Friday, April 26, 2019

Podcast Appearance

I did this podcast last Sunday night to promote my new book, The Chaos Cafe, along with my other four books as well: https://youtu.be/33Jw_N2EL6Y It was my second time on the show. The last time was to promote my sci-fi sex comedy, Even on Mars, which came out last year. That podcast was done over Skype. This one, however, was my first face-to-face one. Podcasts are always fun to do.

I felt kind of annoyed with myself afterwards for not clarifying better why exactly the heated political conflict between my protagonist, Chris Connolly, and his parents wouldn’t have worked if it took place in Canada. I should have explained further that I needed it to be between actual American voters (people with a REAL stake in the matter), arguing on American soil, so the reader could better sympathize with the impassioned, polarized positions on both sides, despite how inane and absurd his parents’ ideas and beliefs are. That’s why it couldn’t be in Canada, which would have made it a “what’s happening over there” matter rather than a “what’s happening over here” one. I came off in the interview as sounding like I thought a heated argument about Trump couldn’t happen within a family dynamic in Canada, which is ludicrous (as I’ve had so many such heated debates) and not what I meant at all!

Furthermore, Radley asked me in the interview what my fascination with chaos was, and I gave a very detailed explanation of only half the answer. The other half is my love of the fact that because there’s no intrinsic meaning to be found in existence, no inherent purpose in all this, no grand scheme of things and no divine hand doing any guiding, I’m, then, the one who’s fully responsible for the meaning I give my short time in this world and therefore all my failures and victories are my own, and I love and cherish that. There’s self-empowerment and joy in embracing that fact, that reality of things! There’s no cop-out of consolation for any shortcomings within myself or my life as being part of “God’s plan,” because there simply isn’t a God and therefore no divine plan. THAT’S real freedom, and THAT’S what I find so liberating. I agree with Sartre’s worldview and assessment that if theism were an accurate representation of reality, and therefore a deity was setting things in motion for the fulfillment of some teleological end, that there could be no real, substantial freedom for us because we wouldn’t be in full control of our “destiny.” There’d be no possibility of taking the full load of the responsibility of our very existence, due to the fact that everything would be predestined in accordance with the will of an omnipotent overlord rather than our own will. In fact, my own will wouldn’t mean shit. Most people don’t want that responsibility, though, so they put it on “God’s purpose” as the perfect cop-out for all their foibles and disappointments in life. I say, “Fuck that.” As with Camus, I love affirming the absurdity itself. It’s so freakin’ exciting and fantastic to me, and I wouldn’t want things to be any other way. Fuck grand schemes! I’ve got my own “schemes” that I create and toil towards, the outcome mine and mine alone, along with anyone who may have so graciously helped me along the way.

### Supplied information

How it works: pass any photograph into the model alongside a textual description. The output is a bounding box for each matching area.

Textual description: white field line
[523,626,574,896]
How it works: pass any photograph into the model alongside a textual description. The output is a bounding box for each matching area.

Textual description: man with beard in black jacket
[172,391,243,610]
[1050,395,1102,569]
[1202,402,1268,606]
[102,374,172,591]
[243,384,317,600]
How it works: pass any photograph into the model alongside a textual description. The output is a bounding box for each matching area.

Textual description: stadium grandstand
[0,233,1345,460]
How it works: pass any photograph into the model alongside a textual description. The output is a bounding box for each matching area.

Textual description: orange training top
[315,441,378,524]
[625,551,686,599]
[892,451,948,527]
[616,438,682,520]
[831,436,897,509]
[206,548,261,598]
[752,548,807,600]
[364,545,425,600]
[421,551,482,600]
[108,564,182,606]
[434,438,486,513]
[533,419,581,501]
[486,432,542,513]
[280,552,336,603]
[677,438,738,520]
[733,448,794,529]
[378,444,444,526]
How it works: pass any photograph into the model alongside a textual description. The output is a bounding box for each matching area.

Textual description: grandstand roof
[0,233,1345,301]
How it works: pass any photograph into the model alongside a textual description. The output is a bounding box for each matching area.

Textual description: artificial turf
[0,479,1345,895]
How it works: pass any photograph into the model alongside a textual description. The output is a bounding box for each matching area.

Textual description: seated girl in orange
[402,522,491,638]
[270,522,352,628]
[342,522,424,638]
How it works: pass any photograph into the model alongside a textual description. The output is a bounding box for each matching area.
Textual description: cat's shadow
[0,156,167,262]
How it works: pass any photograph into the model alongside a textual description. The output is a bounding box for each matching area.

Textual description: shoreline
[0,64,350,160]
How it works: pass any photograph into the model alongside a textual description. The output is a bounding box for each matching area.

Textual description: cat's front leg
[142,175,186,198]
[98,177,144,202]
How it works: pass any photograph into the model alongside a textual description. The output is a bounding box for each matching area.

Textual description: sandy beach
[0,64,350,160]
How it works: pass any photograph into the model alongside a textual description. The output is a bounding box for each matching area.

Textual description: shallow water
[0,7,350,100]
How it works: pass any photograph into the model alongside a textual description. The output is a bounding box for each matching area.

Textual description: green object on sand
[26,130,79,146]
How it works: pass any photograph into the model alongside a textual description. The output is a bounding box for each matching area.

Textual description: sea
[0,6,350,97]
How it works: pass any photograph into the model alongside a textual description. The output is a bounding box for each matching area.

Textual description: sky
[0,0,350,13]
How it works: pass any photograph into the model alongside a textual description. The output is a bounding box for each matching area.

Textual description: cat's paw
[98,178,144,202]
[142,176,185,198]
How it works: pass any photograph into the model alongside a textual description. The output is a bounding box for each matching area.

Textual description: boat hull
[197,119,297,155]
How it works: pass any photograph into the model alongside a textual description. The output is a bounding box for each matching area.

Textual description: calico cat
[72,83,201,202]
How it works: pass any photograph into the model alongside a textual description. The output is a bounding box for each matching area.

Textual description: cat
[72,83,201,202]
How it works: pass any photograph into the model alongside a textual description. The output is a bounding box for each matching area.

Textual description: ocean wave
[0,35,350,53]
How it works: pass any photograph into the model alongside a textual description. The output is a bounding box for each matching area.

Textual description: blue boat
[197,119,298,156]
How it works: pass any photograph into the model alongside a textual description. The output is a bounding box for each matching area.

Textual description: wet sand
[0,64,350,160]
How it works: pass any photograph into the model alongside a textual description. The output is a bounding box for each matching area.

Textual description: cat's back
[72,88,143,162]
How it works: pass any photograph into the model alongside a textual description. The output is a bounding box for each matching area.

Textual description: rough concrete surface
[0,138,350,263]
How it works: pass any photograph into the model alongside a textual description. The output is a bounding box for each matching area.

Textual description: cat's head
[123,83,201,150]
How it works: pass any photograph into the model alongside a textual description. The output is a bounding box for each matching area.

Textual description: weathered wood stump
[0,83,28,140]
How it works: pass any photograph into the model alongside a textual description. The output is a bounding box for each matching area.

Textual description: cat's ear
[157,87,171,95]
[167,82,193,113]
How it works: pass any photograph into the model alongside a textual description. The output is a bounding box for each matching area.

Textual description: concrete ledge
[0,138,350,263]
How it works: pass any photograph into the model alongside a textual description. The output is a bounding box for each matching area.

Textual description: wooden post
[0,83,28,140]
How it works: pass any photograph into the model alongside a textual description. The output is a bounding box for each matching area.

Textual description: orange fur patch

### Prompt 1
Return the passage of the podcast post that begins at the words "Friday, April 26, 2019" and stops after the words "always fun to do.".
### Prompt 2
According to the podcast post, how was the author's earlier appearance on the show, the one promoting Even on Mars, conducted?

### Exercise result 1
Friday, April 26, 2019

Podcast Appearance

I did this podcast last Sunday night to promote my new book, The Chaos Cafe, along with my other four books as well: https://youtu.be/33Jw_N2EL6Y It was my second time on the show. The last time was to promote my sci-fi sex comedy, Even on Mars, which came out last year. That podcast was done over Skype. This one, however, was my first face-to-face one. Podcasts are always fun to do.

### Exercise result 2
Over Skype.